**** RECORDS SUPPLIED ****

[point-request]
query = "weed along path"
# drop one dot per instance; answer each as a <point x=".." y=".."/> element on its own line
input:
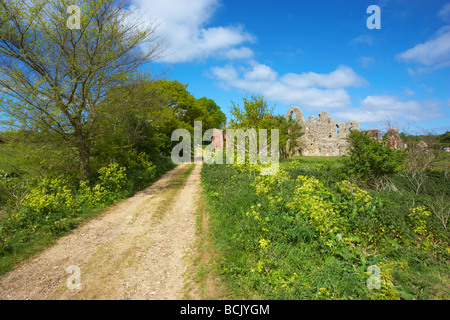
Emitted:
<point x="137" y="249"/>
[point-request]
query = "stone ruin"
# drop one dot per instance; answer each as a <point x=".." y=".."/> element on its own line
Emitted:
<point x="323" y="136"/>
<point x="326" y="137"/>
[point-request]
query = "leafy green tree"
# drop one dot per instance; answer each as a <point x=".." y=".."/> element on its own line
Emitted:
<point x="257" y="114"/>
<point x="54" y="79"/>
<point x="371" y="161"/>
<point x="218" y="118"/>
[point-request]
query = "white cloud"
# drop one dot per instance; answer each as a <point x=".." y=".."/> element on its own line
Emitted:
<point x="444" y="13"/>
<point x="363" y="39"/>
<point x="366" y="61"/>
<point x="434" y="53"/>
<point x="307" y="89"/>
<point x="183" y="26"/>
<point x="382" y="108"/>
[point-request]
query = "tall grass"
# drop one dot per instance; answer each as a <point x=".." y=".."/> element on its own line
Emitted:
<point x="273" y="247"/>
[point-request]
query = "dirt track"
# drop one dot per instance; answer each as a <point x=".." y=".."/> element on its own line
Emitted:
<point x="137" y="249"/>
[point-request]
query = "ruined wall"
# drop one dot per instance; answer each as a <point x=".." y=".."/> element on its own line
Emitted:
<point x="323" y="136"/>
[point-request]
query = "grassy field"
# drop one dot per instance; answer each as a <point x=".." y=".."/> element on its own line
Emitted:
<point x="304" y="234"/>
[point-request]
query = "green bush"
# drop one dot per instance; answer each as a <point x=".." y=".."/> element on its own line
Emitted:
<point x="303" y="234"/>
<point x="371" y="161"/>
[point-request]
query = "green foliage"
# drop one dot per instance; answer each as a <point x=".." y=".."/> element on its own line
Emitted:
<point x="305" y="233"/>
<point x="218" y="118"/>
<point x="256" y="114"/>
<point x="371" y="161"/>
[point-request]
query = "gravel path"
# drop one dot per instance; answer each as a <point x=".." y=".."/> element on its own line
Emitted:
<point x="135" y="250"/>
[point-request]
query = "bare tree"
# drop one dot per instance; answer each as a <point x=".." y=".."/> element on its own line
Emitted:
<point x="55" y="78"/>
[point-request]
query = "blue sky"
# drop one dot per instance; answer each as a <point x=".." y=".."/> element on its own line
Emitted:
<point x="318" y="55"/>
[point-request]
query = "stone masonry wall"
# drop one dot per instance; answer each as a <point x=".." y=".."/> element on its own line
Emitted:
<point x="323" y="136"/>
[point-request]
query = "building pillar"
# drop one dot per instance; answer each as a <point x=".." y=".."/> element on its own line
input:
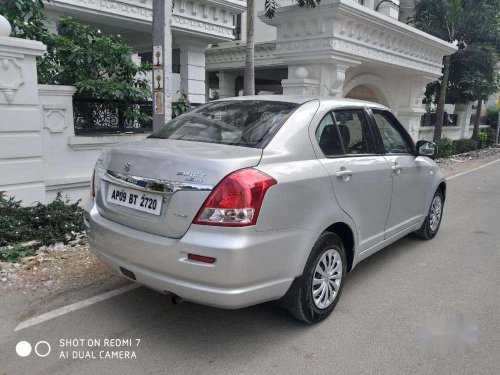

****

WHAT IS NEEDED -
Pick out every line in the items above that contains the word "wall", and copy each one.

RESULT OF THIS EXERCISE -
query = "ruined wall"
query = "stone masonry wall"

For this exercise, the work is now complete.